◆ Work instructions:
Check each line of the records below and collect those holding "concrete".

Source data

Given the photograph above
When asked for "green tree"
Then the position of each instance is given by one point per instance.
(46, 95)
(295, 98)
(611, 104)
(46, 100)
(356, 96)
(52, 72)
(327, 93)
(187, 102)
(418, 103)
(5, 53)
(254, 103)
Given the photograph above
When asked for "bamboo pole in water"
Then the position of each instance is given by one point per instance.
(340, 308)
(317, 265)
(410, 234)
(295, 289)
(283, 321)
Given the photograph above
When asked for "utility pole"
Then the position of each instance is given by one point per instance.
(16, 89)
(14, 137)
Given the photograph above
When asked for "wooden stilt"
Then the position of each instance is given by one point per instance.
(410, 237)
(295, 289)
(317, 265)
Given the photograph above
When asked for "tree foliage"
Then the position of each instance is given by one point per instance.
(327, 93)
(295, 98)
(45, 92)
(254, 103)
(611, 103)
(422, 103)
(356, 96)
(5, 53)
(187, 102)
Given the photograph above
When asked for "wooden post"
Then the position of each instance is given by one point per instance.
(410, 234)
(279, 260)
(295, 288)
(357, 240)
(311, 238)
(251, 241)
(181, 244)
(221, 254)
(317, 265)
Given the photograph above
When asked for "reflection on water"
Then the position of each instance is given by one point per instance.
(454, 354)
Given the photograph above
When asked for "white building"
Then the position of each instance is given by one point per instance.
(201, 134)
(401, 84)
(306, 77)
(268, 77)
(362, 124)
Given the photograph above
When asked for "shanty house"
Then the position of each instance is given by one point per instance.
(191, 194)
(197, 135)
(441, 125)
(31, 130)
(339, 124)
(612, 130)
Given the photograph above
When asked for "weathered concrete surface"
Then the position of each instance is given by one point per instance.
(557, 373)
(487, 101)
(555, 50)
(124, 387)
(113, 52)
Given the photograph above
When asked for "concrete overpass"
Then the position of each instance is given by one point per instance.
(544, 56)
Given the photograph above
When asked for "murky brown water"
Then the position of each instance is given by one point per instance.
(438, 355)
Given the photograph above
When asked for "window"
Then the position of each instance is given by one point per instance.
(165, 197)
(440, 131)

◆ Solution to this problem:
When asked for "weathered concrete surface"
When asked for "concrete overpass"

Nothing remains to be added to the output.